THE PROBLEM. Reproduce the rows below with every occurrence of "top-left corner" replaced by "upper-left corner", leaving all other text unchanged.

EXERCISE INPUT.

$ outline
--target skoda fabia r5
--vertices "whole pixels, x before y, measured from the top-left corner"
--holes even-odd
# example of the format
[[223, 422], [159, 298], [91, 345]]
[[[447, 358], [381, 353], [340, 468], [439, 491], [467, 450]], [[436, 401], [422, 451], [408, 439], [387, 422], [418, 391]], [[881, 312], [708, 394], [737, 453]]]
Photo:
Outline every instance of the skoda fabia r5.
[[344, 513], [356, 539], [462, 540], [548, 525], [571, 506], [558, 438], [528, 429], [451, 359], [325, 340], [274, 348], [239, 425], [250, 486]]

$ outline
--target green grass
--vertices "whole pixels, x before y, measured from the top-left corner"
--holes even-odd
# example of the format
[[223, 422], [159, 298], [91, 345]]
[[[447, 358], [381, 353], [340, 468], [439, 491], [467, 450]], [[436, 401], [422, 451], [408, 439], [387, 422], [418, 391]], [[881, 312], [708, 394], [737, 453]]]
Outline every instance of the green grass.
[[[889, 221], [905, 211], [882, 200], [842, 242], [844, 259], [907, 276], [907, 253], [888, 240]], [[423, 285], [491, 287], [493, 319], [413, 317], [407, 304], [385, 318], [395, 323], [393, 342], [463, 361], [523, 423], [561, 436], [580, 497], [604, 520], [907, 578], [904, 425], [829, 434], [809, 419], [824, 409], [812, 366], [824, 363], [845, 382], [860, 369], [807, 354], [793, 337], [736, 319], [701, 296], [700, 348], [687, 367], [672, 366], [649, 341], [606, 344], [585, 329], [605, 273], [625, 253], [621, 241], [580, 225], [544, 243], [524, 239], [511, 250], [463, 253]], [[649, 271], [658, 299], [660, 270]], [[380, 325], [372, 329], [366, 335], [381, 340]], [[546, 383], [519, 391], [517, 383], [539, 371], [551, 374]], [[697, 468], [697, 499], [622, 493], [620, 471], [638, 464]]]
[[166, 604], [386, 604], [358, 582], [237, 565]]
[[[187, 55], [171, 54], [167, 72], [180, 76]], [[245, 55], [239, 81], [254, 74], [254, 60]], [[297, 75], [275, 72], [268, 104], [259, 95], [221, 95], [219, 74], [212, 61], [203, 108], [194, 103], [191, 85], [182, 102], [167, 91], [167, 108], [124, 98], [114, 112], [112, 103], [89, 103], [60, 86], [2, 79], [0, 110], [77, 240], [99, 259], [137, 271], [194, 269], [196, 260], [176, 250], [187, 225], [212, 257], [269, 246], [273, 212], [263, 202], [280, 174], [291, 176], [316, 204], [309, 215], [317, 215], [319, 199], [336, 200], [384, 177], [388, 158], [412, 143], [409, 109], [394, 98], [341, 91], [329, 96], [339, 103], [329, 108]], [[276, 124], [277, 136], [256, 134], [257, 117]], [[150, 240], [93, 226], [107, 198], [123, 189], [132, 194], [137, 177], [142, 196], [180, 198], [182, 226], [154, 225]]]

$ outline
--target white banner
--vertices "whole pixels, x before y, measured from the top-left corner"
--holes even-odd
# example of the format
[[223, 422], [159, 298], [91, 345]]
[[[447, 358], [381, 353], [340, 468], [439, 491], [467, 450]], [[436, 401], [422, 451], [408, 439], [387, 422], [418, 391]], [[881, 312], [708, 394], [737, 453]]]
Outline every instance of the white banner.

TASK OUTPUT.
$ outline
--target skoda fabia r5
--vertices "whole pixels, x before y, measured from the upper-left corner"
--holes even-odd
# example of the format
[[223, 422], [159, 298], [91, 345]]
[[[447, 358], [381, 353], [340, 468], [439, 491], [467, 450]], [[436, 401], [422, 451], [408, 439], [387, 422], [418, 391]], [[881, 312], [708, 394], [737, 453]]]
Photo:
Outline every instance of the skoda fabia r5.
[[344, 513], [356, 539], [462, 540], [548, 525], [571, 506], [558, 438], [528, 429], [451, 359], [325, 340], [274, 348], [239, 425], [250, 486]]

$ outline
--target green grass
--vertices "whole pixels, x before y, measured from the upper-left corner"
--holes even-odd
# example of the format
[[223, 422], [159, 298], [91, 345]]
[[[447, 358], [381, 353], [340, 468], [439, 491], [467, 450]], [[436, 401], [422, 451], [408, 439], [387, 422], [418, 391]], [[881, 312], [708, 394], [737, 453]]]
Outline every instance of the green grass.
[[[889, 221], [905, 211], [882, 200], [842, 242], [844, 259], [907, 276], [907, 253], [888, 240]], [[423, 285], [491, 287], [493, 319], [413, 317], [407, 304], [385, 318], [395, 323], [393, 342], [463, 361], [523, 423], [561, 436], [580, 497], [604, 520], [907, 578], [904, 425], [829, 434], [809, 419], [824, 409], [812, 366], [824, 363], [845, 382], [860, 369], [807, 354], [793, 337], [736, 319], [701, 296], [700, 348], [687, 367], [672, 366], [649, 341], [606, 344], [585, 329], [605, 273], [625, 253], [621, 241], [580, 225], [544, 243], [524, 239], [511, 250], [463, 253]], [[649, 271], [658, 299], [660, 270]], [[380, 325], [372, 329], [366, 335], [381, 340]], [[546, 383], [519, 391], [517, 383], [539, 371], [551, 374]], [[697, 468], [697, 499], [622, 493], [620, 471], [638, 464]]]
[[166, 604], [386, 604], [358, 582], [237, 565]]
[[[187, 55], [171, 54], [167, 72], [180, 76]], [[245, 55], [239, 81], [254, 74], [254, 60]], [[297, 75], [275, 72], [268, 104], [259, 95], [221, 95], [219, 74], [212, 61], [203, 108], [194, 103], [191, 85], [182, 102], [167, 91], [167, 108], [124, 98], [114, 112], [112, 103], [89, 103], [60, 86], [2, 79], [0, 110], [77, 240], [99, 259], [137, 271], [194, 269], [196, 260], [176, 250], [187, 225], [212, 257], [269, 246], [273, 212], [263, 202], [280, 174], [291, 176], [316, 204], [309, 215], [317, 215], [319, 199], [336, 200], [384, 177], [388, 158], [412, 143], [409, 109], [394, 98], [341, 91], [329, 96], [339, 103], [329, 108]], [[276, 124], [277, 136], [256, 134], [257, 117]], [[150, 240], [93, 226], [107, 198], [123, 189], [132, 194], [137, 177], [142, 196], [180, 198], [182, 226], [154, 225]]]

$ outline
--target white banner
--vertices "whole pixels, x before y, measured from the upper-left corner"
--holes even-odd
# example of the format
[[223, 422], [159, 298], [91, 345]]
[[[447, 358], [381, 353], [340, 468], [439, 491], [467, 450]], [[436, 401], [422, 451], [408, 439], [387, 422], [418, 391]], [[881, 312], [708, 394], [737, 453]]]
Outline every instance of the white banner.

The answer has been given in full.